### Aim 1
In the linked list reversal problem, what list is returned for the example where m = 2 and n = 4?
### Aim 2
Return the part of the linked list reversal problem that begins at the words "Reverse Linked List" and stops after the words "length of list.".

— BEGIN Page excerpt —

Reverse Linked List II

Reverse a linked list from position m to n. Do it in-place and in one-pass.

For example:
Given 1->2->3->4->5->NULL, m = 2 and n = 4,

return 1->4->3->2->5->NULL.

Note:
Given m, n satisfy the following condition:
1 ≤ m ≤ n ≤ length of list.

相关问题是

Reverse Nodes in k-Group

 

 

public class Solution {
    public ListNode reverseBetween(ListNode head, int m, int n) {
        ListNode h = new ListNode(-1);
        h.next = head;
        ListNode pre = h;
        int cnt = 1;
        while(cnt<m){
             pre = pre.next;
             cnt++;
        }
        ListNode mnode = pre.next;
        ListNode nnode = mnode;
        while(cnt<n){
            nnode = nnode.next;
            cnt++;
        }
        ListNode end = nnode.next;
        reverse(pre, end);
        return h.next;
    }
    
    public void reverse(ListNode pre, ListNode end){ // B keep to being inserted after pre  pre-1-2-3-end, 1= A, 2=B, 3=t
        ListNode A = pre.next, B  = A.next; // A 定义为B前面一位, 不断的把B塞到pre后面（也就是list的第一位，然后把原来B的前面A链接到B的后面t上去
        while( B!=end){
            ListNode t =  B.next;
            B.next = pre.next;
            pre.next = B;
            A.next = t;
            B=t;
        }
    }
}

— END Page excerpt —
— BEGIN Entries supplied —

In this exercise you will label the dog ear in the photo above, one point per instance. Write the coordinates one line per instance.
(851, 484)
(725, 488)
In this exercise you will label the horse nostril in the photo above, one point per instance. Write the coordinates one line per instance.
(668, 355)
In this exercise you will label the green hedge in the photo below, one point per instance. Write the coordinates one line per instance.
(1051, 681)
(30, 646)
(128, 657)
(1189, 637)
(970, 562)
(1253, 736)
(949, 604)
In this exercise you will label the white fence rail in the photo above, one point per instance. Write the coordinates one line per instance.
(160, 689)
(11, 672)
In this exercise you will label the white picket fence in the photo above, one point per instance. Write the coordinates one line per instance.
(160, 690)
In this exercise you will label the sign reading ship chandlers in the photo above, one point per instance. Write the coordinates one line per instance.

— END Entries supplied —

### Answer 1
1->4->3->2->5->NULL

### Answer 2
Reverse Linked List II

Reverse a linked list from position m to n. Do it in-place and in one-pass.

For example:
Given 1->2->3->4->5->NULL, m = 2 and n = 4,

return 1->4->3->2->5->NULL.

Note:
Given m, n satisfy the following condition:
1 ≤ m ≤ n ≤ length of list.